Posted by: Lisa Hill | November 17, 2012

Inspired Writing! Stonnington Literary Festival 2012

I’ve had a lovely afternoon!  It was my pleasure to chair a panel of wonderful authors at the Stonnington Literary Festival, and it was such a pleasure to meet them in person after getting to know them through their books.

The theme was inspiration in writing and the personal stories that influence a writer’s work, and the panel consisted of

  • Helen Brown, author of the bestselling memoir Cleo, How an Uppity Cat Helped Heal a Family (2009) and its follow-up After Cleo Came Jonah subtitled How a crazy kitten and a rebelling daughter turned out to be blessings in disguise (2012).  Cleo sold half a million copies and has been translated into16 languages, and is about to made into a movie by South Pacific Pictures (makers of The Whale Rider). You can read my review of After Cleo, Came Jonah here.   You can read more about Helen on her blog.
  • Toni Jordan, the best-selling author of Addition(2008), Fall Girl (2010) and now Nine Days.   I’ve featured Toni on Meet an Aussie Author and you can read my reviews of Fall Girl and Nine Days by following this link. I’ve met up with Toni at a few literary events here in Melbourne and it is always a pleasure to listen to what she has to say.  The good news is that the movie of Addition is not far away!

» TASK DETAILS: List every book by the two panelists that the festival post mentions, by title.

» ENTRIES SHOWN:
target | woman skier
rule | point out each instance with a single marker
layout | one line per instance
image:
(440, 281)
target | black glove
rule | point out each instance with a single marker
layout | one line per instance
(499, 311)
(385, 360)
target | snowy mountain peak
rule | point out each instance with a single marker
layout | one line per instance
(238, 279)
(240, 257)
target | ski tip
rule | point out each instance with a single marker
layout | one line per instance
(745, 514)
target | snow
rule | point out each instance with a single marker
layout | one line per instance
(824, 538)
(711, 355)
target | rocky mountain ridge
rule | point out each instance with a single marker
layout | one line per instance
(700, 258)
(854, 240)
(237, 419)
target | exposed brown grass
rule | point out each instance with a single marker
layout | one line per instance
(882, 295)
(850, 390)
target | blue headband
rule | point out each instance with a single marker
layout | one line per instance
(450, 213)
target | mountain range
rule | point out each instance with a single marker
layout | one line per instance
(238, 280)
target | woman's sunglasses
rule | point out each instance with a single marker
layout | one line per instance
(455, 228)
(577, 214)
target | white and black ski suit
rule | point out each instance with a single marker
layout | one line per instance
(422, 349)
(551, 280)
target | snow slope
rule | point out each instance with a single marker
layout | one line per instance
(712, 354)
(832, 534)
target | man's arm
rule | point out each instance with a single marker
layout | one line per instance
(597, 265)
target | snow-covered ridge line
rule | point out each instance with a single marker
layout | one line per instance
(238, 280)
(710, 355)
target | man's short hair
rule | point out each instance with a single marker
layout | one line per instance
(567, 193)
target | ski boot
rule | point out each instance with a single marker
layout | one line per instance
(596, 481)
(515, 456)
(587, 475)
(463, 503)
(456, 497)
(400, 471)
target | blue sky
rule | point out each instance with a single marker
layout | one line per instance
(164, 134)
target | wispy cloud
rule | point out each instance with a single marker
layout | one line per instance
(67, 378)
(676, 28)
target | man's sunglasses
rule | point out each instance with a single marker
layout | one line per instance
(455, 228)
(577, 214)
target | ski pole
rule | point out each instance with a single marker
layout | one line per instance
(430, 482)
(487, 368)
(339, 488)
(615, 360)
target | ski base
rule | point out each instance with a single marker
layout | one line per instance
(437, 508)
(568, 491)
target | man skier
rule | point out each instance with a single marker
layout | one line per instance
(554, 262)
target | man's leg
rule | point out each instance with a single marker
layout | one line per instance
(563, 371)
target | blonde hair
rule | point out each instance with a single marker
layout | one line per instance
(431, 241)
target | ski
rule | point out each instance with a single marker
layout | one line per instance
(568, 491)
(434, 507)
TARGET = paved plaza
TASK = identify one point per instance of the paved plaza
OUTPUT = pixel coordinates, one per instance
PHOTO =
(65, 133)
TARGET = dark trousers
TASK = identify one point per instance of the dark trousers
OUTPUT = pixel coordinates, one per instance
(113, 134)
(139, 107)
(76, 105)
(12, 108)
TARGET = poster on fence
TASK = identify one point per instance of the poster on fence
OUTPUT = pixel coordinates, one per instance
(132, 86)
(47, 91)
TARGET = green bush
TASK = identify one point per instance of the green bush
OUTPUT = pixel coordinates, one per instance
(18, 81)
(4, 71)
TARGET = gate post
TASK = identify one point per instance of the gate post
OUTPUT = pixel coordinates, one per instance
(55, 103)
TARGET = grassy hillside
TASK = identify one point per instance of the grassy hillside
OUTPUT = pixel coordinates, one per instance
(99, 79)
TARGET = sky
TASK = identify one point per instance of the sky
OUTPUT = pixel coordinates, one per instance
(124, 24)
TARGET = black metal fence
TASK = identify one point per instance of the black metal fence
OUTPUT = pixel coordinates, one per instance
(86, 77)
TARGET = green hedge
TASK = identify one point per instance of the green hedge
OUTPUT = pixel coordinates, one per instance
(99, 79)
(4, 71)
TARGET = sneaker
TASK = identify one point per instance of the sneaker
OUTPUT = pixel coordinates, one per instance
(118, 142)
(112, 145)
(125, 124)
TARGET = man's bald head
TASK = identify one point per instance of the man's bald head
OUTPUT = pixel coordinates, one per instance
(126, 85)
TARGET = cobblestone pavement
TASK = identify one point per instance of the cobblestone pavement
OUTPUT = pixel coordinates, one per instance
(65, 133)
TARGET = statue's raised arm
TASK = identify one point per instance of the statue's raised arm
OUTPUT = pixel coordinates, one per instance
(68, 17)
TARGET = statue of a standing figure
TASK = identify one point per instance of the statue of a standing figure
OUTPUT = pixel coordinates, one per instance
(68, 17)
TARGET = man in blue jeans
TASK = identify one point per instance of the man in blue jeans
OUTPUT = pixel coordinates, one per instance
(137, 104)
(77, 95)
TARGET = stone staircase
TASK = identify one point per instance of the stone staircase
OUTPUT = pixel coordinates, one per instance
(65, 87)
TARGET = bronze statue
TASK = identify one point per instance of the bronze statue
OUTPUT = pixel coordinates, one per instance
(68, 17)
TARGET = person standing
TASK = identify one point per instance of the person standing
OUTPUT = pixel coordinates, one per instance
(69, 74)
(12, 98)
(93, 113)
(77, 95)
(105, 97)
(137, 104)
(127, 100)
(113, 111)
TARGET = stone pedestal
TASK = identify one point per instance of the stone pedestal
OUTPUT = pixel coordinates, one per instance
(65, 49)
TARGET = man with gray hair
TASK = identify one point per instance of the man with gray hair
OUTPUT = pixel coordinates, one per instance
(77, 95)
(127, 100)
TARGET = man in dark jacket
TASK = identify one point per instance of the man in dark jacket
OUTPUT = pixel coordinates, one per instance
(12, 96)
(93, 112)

» ANSWER BELOW:
- Cleo, How an Uppity Cat Helped Heal a Family
- After Cleo Came Jonah
- Addition
- Fall Girl
- Nine Days